To be done: Look through the records below and copy out each line that contains the string "surface". Case counts, so a match must use the same capital and small letters.
___ Extracted material ___
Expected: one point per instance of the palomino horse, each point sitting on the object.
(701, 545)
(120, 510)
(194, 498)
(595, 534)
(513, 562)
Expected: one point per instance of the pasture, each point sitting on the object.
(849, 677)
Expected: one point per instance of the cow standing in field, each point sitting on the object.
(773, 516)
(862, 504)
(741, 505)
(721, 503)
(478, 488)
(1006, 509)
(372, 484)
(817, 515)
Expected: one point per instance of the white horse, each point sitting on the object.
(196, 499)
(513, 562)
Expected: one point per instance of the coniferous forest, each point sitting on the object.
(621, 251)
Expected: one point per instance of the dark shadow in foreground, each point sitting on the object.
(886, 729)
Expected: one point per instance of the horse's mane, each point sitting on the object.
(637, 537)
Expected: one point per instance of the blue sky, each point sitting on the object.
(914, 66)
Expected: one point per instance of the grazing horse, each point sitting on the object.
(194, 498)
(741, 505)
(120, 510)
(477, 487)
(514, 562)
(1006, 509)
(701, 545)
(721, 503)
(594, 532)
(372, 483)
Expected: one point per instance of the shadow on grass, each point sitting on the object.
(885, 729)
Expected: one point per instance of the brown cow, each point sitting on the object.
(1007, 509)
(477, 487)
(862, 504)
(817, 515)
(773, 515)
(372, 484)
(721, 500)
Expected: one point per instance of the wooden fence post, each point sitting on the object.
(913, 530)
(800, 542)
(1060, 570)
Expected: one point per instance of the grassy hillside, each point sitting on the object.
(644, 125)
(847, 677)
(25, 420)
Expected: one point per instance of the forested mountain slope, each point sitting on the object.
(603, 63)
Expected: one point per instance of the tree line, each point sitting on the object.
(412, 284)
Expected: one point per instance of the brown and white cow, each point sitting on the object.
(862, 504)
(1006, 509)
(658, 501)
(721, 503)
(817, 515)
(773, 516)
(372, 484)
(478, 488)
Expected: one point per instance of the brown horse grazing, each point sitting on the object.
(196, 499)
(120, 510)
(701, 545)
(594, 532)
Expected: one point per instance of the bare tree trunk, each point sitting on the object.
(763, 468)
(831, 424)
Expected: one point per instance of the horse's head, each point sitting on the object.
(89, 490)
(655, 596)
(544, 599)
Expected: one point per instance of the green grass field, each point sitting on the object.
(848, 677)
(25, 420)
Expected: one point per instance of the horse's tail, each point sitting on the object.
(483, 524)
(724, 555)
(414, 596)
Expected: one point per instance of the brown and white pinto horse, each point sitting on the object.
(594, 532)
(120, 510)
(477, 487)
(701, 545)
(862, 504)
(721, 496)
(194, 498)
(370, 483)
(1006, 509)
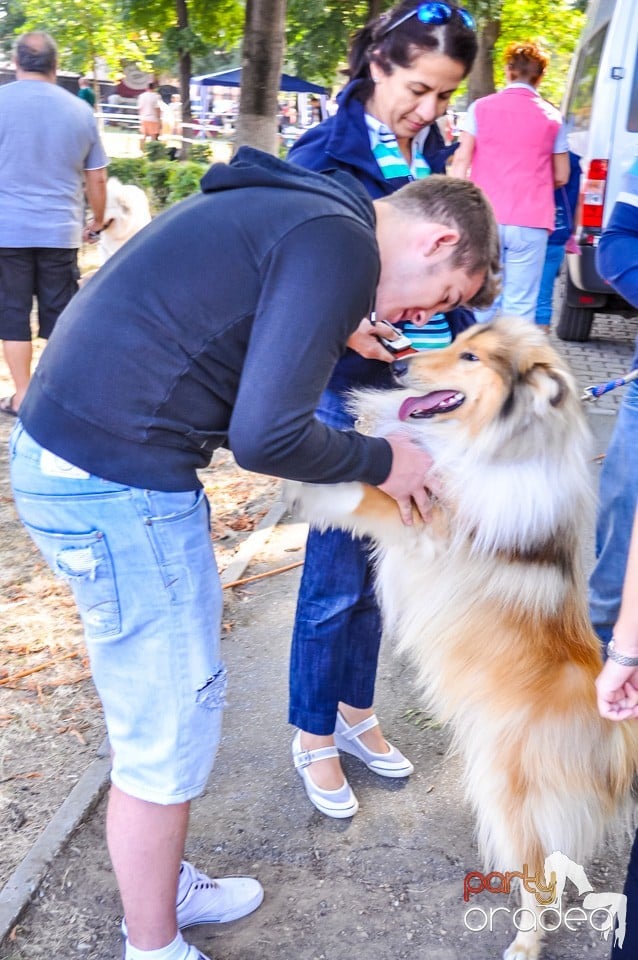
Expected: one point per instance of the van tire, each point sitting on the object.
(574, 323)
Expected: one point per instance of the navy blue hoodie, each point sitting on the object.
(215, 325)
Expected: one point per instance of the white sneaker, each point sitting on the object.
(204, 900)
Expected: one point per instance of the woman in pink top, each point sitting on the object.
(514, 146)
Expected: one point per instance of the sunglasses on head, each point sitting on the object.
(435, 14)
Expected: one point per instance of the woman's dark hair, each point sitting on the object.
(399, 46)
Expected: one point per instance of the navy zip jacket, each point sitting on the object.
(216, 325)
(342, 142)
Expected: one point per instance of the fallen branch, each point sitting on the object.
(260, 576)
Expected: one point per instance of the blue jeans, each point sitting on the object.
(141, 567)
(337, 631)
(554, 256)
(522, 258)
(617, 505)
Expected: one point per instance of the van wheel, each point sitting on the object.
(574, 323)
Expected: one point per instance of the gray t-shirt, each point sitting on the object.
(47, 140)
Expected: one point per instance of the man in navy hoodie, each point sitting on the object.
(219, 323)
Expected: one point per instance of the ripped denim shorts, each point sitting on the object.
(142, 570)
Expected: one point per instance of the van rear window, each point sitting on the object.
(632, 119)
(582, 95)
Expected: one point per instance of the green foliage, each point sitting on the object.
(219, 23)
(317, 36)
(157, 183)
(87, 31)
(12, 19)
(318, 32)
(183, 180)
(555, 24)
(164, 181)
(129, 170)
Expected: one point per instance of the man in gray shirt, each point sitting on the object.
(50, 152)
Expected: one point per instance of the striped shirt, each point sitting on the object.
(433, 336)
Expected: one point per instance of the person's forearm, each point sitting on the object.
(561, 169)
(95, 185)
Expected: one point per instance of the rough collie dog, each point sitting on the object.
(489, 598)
___
___ Extracted material ___
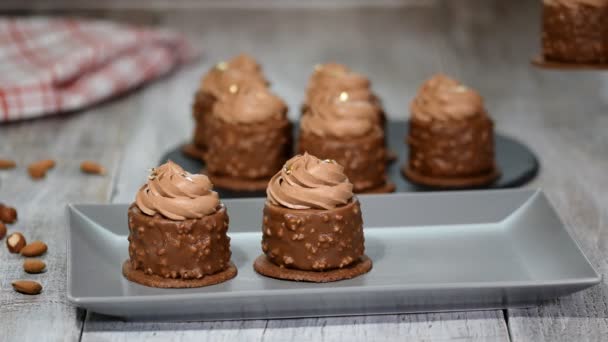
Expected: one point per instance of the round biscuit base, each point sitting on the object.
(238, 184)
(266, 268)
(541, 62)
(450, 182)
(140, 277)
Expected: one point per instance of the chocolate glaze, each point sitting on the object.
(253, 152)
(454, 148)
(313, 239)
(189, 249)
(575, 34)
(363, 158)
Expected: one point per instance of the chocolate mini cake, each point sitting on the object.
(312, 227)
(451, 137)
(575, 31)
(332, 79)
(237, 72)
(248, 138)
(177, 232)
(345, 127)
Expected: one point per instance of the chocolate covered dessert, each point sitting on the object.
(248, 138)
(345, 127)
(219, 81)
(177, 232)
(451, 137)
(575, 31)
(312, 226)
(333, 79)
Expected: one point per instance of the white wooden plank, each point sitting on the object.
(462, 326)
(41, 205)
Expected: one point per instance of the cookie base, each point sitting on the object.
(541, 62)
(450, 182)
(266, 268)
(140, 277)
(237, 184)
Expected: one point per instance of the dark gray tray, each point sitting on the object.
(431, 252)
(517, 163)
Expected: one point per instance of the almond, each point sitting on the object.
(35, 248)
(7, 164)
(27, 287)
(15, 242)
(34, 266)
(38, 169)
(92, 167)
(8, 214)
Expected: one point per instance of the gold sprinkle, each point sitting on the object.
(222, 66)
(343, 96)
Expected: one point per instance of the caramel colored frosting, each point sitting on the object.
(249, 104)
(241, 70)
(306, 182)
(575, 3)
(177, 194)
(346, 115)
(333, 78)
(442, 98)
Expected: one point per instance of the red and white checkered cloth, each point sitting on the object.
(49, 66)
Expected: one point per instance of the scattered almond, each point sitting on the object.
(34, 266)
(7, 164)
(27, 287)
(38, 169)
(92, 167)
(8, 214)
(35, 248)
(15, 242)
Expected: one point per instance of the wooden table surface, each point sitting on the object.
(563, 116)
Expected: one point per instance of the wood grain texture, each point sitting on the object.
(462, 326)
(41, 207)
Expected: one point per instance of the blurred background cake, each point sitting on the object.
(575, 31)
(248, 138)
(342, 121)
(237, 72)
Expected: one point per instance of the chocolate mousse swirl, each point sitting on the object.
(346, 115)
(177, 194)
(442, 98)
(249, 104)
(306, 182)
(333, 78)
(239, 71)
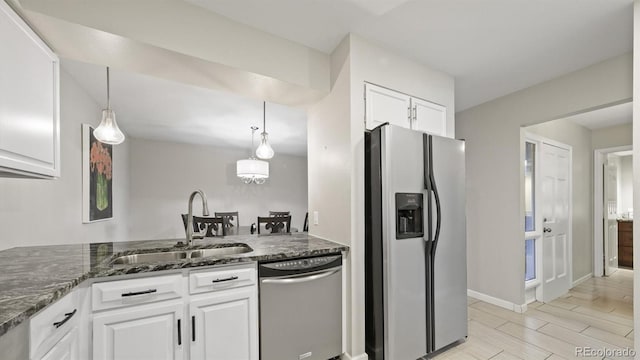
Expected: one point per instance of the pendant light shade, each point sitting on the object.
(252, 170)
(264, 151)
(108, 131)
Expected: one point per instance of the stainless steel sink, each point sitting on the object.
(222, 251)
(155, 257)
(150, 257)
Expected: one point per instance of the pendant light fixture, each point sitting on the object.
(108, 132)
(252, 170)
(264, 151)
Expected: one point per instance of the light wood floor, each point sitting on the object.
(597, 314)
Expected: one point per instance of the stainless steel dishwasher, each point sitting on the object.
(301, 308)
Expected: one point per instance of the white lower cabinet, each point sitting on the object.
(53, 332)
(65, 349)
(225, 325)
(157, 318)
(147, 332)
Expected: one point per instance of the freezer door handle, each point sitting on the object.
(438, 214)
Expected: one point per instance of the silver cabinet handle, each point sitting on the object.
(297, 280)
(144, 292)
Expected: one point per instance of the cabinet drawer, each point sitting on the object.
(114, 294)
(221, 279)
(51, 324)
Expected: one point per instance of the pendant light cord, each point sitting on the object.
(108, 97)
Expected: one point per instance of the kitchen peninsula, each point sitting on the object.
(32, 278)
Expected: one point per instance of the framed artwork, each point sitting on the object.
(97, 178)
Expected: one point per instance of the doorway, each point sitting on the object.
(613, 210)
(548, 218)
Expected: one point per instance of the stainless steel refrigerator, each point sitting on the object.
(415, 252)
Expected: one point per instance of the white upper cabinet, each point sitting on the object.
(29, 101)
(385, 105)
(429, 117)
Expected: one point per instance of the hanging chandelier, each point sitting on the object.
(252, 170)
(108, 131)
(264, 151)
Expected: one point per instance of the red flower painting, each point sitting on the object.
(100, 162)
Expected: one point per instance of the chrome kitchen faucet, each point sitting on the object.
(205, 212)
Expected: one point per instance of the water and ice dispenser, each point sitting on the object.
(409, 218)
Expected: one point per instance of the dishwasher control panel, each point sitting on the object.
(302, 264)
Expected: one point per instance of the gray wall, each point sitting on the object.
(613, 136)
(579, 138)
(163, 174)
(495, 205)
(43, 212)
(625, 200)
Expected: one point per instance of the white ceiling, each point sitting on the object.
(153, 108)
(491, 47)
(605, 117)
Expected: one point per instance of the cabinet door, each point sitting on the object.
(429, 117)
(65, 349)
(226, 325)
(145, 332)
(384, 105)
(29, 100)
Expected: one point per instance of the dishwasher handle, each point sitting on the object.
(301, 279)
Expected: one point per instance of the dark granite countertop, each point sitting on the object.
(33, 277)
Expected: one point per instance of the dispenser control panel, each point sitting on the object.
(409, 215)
___
___ Extracted material ___
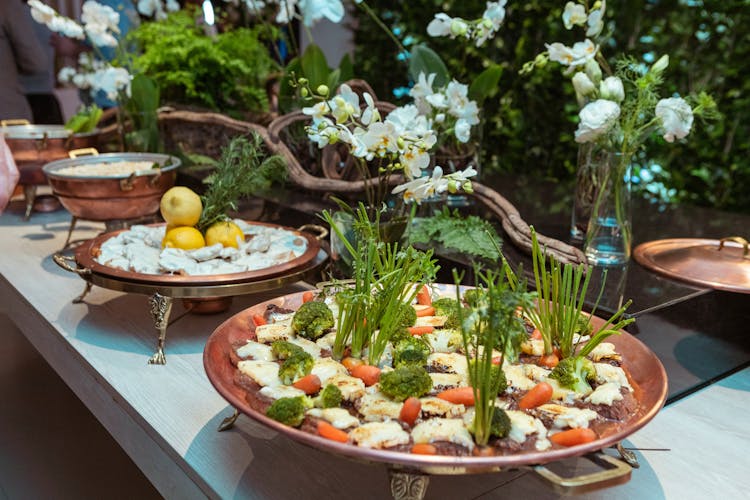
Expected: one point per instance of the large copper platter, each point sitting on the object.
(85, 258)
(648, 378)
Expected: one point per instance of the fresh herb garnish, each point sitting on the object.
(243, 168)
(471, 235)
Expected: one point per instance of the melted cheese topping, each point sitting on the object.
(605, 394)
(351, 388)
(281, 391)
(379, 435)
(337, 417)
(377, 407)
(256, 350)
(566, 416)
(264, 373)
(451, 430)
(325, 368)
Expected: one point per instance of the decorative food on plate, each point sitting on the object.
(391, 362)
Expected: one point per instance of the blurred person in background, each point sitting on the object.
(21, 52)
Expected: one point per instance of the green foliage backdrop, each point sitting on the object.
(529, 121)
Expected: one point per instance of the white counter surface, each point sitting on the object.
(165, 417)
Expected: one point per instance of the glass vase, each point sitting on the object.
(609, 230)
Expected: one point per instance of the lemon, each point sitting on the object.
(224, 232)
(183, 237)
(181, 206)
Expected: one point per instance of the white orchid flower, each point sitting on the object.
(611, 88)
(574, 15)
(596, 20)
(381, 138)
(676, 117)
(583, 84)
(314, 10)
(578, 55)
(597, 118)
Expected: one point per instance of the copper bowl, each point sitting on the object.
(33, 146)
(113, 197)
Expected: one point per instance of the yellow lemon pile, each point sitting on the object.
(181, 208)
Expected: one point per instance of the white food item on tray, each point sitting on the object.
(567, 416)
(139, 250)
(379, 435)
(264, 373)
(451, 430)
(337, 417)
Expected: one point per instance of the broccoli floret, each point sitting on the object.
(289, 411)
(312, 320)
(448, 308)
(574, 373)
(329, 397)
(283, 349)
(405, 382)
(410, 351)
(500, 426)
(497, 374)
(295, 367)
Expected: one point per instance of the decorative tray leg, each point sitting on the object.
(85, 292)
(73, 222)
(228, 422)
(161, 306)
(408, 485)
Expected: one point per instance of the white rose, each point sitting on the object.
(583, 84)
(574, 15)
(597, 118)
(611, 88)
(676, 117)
___
Answer for the task:
Expected: one point per instance of the wooden table surface, each point sitting on the object.
Expected: one point per instance of the white counter surface, each point sitting on the object.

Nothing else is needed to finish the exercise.